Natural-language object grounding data
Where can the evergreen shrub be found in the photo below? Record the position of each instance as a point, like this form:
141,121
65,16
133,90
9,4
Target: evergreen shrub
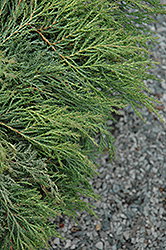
65,67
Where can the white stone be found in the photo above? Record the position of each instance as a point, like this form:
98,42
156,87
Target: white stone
99,245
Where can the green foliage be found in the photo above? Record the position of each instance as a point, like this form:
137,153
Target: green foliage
65,67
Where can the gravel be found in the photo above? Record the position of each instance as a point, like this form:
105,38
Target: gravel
132,213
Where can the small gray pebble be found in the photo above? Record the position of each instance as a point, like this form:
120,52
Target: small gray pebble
99,245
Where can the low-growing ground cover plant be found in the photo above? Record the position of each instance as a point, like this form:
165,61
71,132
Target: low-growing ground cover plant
65,67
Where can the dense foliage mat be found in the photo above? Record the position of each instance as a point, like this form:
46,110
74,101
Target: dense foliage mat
65,67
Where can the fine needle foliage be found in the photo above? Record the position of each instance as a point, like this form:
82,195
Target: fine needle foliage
65,67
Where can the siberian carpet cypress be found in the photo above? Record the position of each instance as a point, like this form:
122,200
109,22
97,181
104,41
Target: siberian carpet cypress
65,67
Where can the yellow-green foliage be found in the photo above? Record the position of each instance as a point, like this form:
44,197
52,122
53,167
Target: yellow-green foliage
65,67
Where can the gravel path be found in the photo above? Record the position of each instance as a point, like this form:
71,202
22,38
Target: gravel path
132,213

- WHAT TO WORK ON:
An exact copy of the records above is needed, with the pictures removed.

- RESULT FOR THIS TASK:
Where can the evergreen shrub be found in the photo below? Record the position of each instance as a point, like this form:
141,121
65,16
133,90
9,4
Target: evergreen shrub
65,67
Where can the white stone be found in the photo above? Record the position of each instance as a point, like this form:
98,42
156,87
Target: white stone
99,245
Where can the green foliage be found in the photo above? Record the position of each instance as a point, like this form:
137,153
Target: green foliage
65,67
Where can the gravel be found in the photo above? Record the position of each instance as a point, like this form:
105,38
Target: gravel
132,213
Where can the small gray pebble be found in the photo above? Record the position of each instance as a point, like this form:
120,52
Target: small gray pebble
99,245
Where can the low-growing ground cover plant be found in the photo above? Record the position of each instance as a point, like this form:
165,61
71,132
Target: low-growing ground cover plant
65,67
Where can the dense foliage mat be found in the photo above? Record the position of each instance as a point, like this form:
46,110
74,101
Target: dense foliage mat
65,67
Where can the fine needle foliage be found in the photo above? Record the position of each instance as a point, like this form:
82,195
Target: fine needle foliage
65,67
Where can the siberian carpet cypress be found in the photo above? Record the position of each instance as a point, like this form:
122,200
109,22
97,181
104,41
Target: siberian carpet cypress
65,67
Where can the yellow-green foliage be found in the photo above? Record the position of each instance as a point, like this form:
44,197
52,122
53,167
Target: yellow-green foliage
65,67
Where can the gravel path be found in the photo above? Record the position of each instance as a point, like this form:
71,202
22,38
Target: gravel path
132,213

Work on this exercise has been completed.